* What the exercise asks
Exact copies of all entries are expected.

[Dataset content — start]

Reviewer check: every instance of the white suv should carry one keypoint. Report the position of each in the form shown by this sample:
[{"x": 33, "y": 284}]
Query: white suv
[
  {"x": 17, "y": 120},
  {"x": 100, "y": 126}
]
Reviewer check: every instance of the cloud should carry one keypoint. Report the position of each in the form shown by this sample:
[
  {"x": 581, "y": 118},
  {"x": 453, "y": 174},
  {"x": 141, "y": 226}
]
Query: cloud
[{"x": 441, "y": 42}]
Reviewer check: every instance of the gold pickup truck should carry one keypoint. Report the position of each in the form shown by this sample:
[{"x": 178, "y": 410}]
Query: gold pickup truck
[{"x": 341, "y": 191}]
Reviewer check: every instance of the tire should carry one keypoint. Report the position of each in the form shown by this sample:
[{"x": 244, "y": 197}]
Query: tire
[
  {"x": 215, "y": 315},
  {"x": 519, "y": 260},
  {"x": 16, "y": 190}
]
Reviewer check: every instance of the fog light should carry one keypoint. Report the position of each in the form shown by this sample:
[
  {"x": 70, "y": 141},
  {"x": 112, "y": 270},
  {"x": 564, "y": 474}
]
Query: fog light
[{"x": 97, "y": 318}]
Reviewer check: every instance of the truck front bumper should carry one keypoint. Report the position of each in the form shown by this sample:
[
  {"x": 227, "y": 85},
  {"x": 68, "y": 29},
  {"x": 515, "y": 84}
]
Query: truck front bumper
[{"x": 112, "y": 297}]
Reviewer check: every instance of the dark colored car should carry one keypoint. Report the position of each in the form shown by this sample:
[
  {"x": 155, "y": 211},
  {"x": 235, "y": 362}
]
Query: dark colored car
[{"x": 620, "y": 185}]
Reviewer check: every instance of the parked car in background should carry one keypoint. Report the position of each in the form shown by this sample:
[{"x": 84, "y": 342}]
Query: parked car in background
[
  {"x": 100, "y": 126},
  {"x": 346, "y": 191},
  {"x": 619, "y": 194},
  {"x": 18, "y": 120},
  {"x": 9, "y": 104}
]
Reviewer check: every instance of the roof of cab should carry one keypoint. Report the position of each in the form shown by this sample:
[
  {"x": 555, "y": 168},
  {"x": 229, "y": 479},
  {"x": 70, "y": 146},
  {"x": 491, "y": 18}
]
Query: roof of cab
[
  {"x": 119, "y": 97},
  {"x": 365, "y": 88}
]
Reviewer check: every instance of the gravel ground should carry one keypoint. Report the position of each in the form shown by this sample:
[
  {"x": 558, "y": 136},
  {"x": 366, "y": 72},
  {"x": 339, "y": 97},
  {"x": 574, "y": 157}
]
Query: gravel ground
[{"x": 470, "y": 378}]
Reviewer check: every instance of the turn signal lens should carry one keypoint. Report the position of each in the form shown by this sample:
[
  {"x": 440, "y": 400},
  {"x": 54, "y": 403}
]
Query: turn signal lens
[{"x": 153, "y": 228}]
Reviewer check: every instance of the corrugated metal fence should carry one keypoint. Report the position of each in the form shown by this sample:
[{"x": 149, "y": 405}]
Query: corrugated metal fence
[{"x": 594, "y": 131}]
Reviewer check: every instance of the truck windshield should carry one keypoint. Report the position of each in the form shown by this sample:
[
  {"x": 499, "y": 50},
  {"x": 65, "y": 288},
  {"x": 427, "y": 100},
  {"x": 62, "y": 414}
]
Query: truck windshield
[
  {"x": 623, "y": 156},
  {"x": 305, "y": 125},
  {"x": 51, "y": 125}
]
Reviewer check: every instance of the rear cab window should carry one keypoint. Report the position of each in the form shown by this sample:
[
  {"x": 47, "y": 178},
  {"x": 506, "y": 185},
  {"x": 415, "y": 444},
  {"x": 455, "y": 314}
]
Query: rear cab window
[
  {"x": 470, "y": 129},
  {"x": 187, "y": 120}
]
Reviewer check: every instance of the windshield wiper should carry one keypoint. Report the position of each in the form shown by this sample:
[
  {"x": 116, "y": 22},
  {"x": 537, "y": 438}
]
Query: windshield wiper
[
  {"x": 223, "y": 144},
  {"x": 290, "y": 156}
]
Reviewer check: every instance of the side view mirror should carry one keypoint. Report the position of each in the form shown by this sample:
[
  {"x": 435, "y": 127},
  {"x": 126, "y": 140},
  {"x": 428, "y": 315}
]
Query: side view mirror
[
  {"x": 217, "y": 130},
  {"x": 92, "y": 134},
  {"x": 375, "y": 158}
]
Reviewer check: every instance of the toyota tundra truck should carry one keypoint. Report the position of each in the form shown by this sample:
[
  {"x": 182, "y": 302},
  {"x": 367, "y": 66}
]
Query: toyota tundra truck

[Dataset content — finish]

* Answer section
Reviewer check: every instance of the white suv should carry one keypoint. Report the position of each in the form shown by this sample:
[{"x": 33, "y": 284}]
Query: white suv
[
  {"x": 17, "y": 120},
  {"x": 100, "y": 126}
]
Reviewer check: every instance of the cloud should carry one keypoint. Report the position of each in the form shown by this sample:
[
  {"x": 581, "y": 118},
  {"x": 453, "y": 174},
  {"x": 141, "y": 226}
]
Query: cloud
[{"x": 441, "y": 42}]
Reviewer check: every instance of the gold pickup truck should carry one keypoint. Report the position of each in the form shown by this sample:
[{"x": 178, "y": 410}]
Query: gold pickup truck
[{"x": 341, "y": 191}]
Reviewer check: every instance of the tire should carry one keypoint. Report the position of each in the form shown by this sample:
[{"x": 244, "y": 197}]
Query: tire
[
  {"x": 215, "y": 315},
  {"x": 519, "y": 260},
  {"x": 16, "y": 190}
]
Reviewer check: every instance of the fog light should carry one keypoint. Report the position of each in the form shown by this sample:
[
  {"x": 70, "y": 141},
  {"x": 112, "y": 270},
  {"x": 564, "y": 474}
]
Query: fog light
[{"x": 97, "y": 318}]
Reviewer check: every instance of the truck front bumper should carry one keypoint. Report the position of each in the form shown by this sample:
[
  {"x": 227, "y": 85},
  {"x": 68, "y": 29},
  {"x": 515, "y": 84}
]
Query: truck front bumper
[{"x": 112, "y": 297}]
Reviewer check: every instance of the dark colored car should carry one keypoint. Report the position of each in the form shown by this sample:
[
  {"x": 155, "y": 211},
  {"x": 235, "y": 362}
]
Query: dark colored car
[{"x": 620, "y": 185}]
Reviewer check: every instance of the parked car in background should carry one keypoint. Report the position of each in the form shown by this sample:
[{"x": 84, "y": 342}]
Query: parked car in background
[
  {"x": 100, "y": 126},
  {"x": 346, "y": 191},
  {"x": 619, "y": 194},
  {"x": 18, "y": 120},
  {"x": 9, "y": 104}
]
Reviewer check: every instance of the roof of cab should carry one keypoint. Report the position of each in the form shown by this sample:
[
  {"x": 555, "y": 168},
  {"x": 229, "y": 479},
  {"x": 70, "y": 146},
  {"x": 491, "y": 18}
]
Query: roof of cab
[
  {"x": 119, "y": 97},
  {"x": 365, "y": 88}
]
Reviewer check: every instance of the gravel ground should carry one keypoint. Report the position of each in the form shown by this sample:
[
  {"x": 558, "y": 136},
  {"x": 366, "y": 72},
  {"x": 339, "y": 97},
  {"x": 574, "y": 157}
]
Query: gravel ground
[{"x": 470, "y": 378}]
Reviewer check: every instance of the turn signal lens should carry one keypoint. Report the position of each in the form shown by this sample:
[
  {"x": 440, "y": 400},
  {"x": 54, "y": 403}
]
Query: turn signal lens
[{"x": 153, "y": 228}]
Reviewer check: every instance of the corrugated metal fence should carry one keypoint. Report the position of each in the form shown by this sample:
[{"x": 149, "y": 405}]
Query: corrugated metal fence
[{"x": 594, "y": 131}]
Reviewer check: every instance of the truck windshield should carry one keypoint. Report the position of each in the form shown by this sample:
[
  {"x": 499, "y": 50},
  {"x": 65, "y": 288},
  {"x": 427, "y": 100},
  {"x": 62, "y": 414}
]
Query: truck windshield
[
  {"x": 623, "y": 156},
  {"x": 305, "y": 125},
  {"x": 51, "y": 125}
]
Reviewer check: every instance of the rear cab window should carry one keypoint. Report the position of each in the form shown by this sample:
[
  {"x": 47, "y": 178},
  {"x": 506, "y": 185},
  {"x": 415, "y": 444},
  {"x": 455, "y": 314}
]
Query: rear cab window
[
  {"x": 470, "y": 129},
  {"x": 187, "y": 120}
]
Reviewer check: every instance of the windshield wiper should carry one keypoint. Report the position of each in the form shown by this sample:
[
  {"x": 116, "y": 22},
  {"x": 537, "y": 438}
]
Query: windshield wiper
[
  {"x": 223, "y": 144},
  {"x": 290, "y": 156}
]
Reviewer check: every instance of the side view mirror should carry one keypoint. Report the position of each in the form shown by this sample:
[
  {"x": 435, "y": 127},
  {"x": 126, "y": 140},
  {"x": 428, "y": 315}
]
Query: side view mirror
[
  {"x": 217, "y": 130},
  {"x": 92, "y": 134},
  {"x": 375, "y": 158}
]
Reviewer check: every instance of the toyota tundra truck should carry one keypoint. Report the position of each in the form shown by this sample:
[
  {"x": 182, "y": 302},
  {"x": 367, "y": 66}
]
Query: toyota tundra truck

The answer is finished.